● Goal of the exercise
Drawing on the EPA notice about the updated dioxin inventory, explain in one to three sentences why the individual dioxin releases in the draft updated report are generally higher than the values reported in 2006.

● Excerpt provided
Update to An Inventory of Sources and Environmental Releases of Dioxin-Like Compounds in the United States for the Years 1987, 1995, and 2000 (2013, External Review Draft)
Notice EPA is announcing the availability of the draft report, Update to An Inventory of Sources and Environmental Releases of Dioxin-Like Compounds in the United States for the Years 1987, 1995, and 2000 for a 30-day public comment period. EPA also announced that an independent contractor will select and set up a group of experts to conduct a letter peer-review of the draft document. The deadline for comments is September 6, 2013. [Federal Register Notice August 7, 2013]
While the overall decreasing trend in emissions seen in the original report continues, the individual dioxin releases in this draft updated report are generally higher than the values reported in 2006. This is largely due to the inclusion (in all three years) of additional sources in the quantitative inventory that were not included in the 2006 report. The largest new source included in this draft updated inventory was forest fires. In the 2006 report, this was classified as preliminary and not included in the quantitative inventory. The top three air sources of dioxin emissions in 2000 were forest fires, backyard burning of trash, and medical waste incinerators.
Dioxins are toxic chemicals that naturally exist in the environment and can be released into the environment through forest fires, backyard burning of trash, certain industrial activities, and residue from past commercial burning of waste. When released into the air, dioxins may be transported long distances. Because of this, dioxins are found in most places in the world. Dioxins released to the air will settle onto vegetation and soil that are consumed by animals. Dioxins may enter water bodies through erosion and runoff or from direct discharge of wastes. When dioxins are released into water, they tend to settle into sediments where they can be further transported or ingested by fish and other aquatic organisms. Dioxins break down very slowly in the environment and can be deposited on plants and taken up by animals and aquatic organisms. Dioxins are lipophilic, which means they tend to accumulate in fats. Because of this, they may be concentrated in the food chain so that animals have higher concentrations than plants, water, soil, or sediments. Since humans are at the top of the food chain, our bodies have the highest concentrations of dioxins. Over the past two decades EPA has worked to reduce emissions from all of the major industrial sources of dioxins As a result of the efforts of EPA, state governments and industry, known and quantifiable total dioxin emissions in the U.S. have been reduced by about 75% from 1987 levels and emissions to air have been reduced by about 85% from 1987 levels.

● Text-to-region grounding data
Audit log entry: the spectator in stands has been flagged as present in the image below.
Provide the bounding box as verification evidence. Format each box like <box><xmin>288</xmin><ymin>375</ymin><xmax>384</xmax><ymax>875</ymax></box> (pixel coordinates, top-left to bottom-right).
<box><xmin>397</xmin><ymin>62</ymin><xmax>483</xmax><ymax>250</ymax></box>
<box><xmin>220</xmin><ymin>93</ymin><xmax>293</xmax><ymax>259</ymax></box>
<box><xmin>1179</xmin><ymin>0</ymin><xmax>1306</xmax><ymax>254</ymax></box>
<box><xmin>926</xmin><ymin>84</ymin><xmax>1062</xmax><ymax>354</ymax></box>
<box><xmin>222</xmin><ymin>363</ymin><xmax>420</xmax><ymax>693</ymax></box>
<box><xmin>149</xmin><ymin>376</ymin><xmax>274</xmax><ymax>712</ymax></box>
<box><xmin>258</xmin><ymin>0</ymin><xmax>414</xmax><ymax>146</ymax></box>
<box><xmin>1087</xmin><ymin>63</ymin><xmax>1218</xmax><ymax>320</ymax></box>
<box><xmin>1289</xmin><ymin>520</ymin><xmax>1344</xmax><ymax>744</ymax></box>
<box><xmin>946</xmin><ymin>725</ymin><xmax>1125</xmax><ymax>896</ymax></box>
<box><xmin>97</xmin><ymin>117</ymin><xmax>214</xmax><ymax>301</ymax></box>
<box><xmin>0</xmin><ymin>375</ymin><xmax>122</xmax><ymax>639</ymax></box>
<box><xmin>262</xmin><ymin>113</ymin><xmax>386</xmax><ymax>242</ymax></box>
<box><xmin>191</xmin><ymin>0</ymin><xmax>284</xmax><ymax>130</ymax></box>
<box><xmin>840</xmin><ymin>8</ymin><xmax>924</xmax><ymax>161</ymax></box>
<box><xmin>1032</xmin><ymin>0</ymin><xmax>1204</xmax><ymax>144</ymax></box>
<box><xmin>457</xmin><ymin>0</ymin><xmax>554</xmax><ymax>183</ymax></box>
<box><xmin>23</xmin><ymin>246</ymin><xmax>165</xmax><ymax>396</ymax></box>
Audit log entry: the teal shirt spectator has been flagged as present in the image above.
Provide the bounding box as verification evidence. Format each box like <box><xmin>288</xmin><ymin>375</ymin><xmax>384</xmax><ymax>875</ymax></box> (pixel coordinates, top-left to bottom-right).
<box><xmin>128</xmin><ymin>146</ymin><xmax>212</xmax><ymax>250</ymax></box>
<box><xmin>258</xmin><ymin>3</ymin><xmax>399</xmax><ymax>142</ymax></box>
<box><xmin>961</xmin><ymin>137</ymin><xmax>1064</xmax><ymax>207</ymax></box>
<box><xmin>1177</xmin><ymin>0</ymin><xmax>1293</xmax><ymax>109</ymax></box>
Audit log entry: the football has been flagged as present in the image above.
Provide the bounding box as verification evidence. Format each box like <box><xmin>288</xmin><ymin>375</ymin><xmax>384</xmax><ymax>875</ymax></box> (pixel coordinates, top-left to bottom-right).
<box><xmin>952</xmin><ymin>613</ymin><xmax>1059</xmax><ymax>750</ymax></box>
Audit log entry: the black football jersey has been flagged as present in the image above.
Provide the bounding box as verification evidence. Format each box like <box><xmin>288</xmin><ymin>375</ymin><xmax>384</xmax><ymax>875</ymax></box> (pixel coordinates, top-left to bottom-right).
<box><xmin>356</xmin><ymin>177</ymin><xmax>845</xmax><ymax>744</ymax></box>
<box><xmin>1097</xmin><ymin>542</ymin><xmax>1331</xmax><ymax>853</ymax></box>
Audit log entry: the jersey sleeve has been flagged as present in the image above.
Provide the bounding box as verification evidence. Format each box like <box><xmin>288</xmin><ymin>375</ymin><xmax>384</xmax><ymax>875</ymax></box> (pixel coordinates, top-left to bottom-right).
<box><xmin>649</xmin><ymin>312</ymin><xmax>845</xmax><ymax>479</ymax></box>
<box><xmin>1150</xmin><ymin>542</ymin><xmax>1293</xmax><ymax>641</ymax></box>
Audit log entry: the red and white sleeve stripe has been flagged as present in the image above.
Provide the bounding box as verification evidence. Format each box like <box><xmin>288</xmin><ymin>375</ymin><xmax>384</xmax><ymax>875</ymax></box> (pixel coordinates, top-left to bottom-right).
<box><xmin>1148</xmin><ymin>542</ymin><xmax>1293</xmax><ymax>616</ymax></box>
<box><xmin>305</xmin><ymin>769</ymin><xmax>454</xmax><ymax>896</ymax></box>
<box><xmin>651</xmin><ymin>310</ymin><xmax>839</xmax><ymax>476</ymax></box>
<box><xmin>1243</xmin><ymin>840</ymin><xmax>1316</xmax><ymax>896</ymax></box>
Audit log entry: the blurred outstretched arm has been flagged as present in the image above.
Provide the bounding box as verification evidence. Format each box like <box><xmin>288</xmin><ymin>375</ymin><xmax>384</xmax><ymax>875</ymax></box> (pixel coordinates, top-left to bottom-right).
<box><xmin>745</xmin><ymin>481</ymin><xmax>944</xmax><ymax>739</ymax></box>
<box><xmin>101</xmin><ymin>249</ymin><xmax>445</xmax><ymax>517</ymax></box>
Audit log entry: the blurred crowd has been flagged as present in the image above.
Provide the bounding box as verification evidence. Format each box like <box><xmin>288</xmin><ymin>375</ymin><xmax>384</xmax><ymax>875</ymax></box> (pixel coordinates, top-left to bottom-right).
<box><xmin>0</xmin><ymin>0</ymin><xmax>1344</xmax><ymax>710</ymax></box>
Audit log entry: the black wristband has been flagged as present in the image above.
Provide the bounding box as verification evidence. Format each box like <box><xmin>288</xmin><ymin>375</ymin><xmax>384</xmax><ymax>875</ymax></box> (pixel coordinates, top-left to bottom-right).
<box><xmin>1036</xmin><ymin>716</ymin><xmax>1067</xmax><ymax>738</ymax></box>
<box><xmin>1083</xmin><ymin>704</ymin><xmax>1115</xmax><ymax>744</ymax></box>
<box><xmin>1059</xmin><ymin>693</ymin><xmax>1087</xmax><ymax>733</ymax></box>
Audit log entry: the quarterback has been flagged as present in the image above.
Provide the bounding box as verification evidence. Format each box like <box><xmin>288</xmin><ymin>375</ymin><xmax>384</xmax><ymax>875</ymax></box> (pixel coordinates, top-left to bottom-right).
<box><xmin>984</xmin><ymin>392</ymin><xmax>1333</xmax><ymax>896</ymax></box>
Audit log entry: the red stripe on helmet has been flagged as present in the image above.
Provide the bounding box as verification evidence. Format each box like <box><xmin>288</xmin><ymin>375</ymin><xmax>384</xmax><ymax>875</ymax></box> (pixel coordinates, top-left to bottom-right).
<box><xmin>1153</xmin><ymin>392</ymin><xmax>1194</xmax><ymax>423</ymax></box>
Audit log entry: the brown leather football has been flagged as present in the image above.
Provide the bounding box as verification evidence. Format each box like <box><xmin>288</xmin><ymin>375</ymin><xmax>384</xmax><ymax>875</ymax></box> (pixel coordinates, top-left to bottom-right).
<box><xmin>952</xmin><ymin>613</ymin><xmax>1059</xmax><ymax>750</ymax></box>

● Answer to this problem
The draft updated report adds sources to the quantitative inventory, for all three years, that the 2006 report did not include. The largest new source is forest fires. The 2006 report had classified them as preliminary and left them out of the quantitative inventory.